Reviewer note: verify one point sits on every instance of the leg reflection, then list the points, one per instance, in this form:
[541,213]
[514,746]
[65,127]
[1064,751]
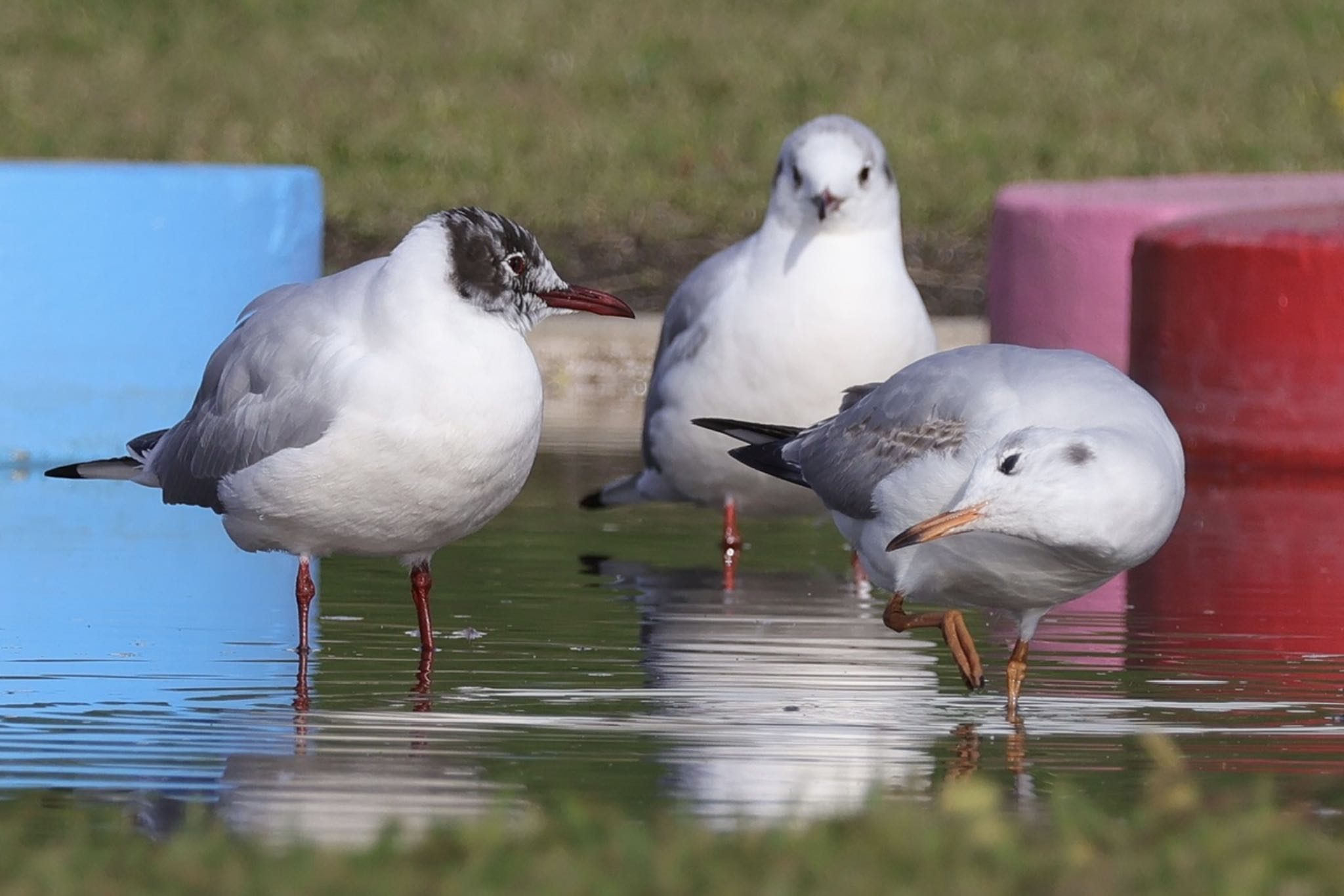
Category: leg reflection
[424,682]
[967,760]
[301,704]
__________
From the first line to the last, repeat the material exactly, but drop the pictures.

Reviewer note: verify one point sits on every instance of the leg reflection, then list the points, one per instance, in this form:
[541,213]
[514,746]
[65,127]
[1064,751]
Category: leg reflection
[424,682]
[967,760]
[301,704]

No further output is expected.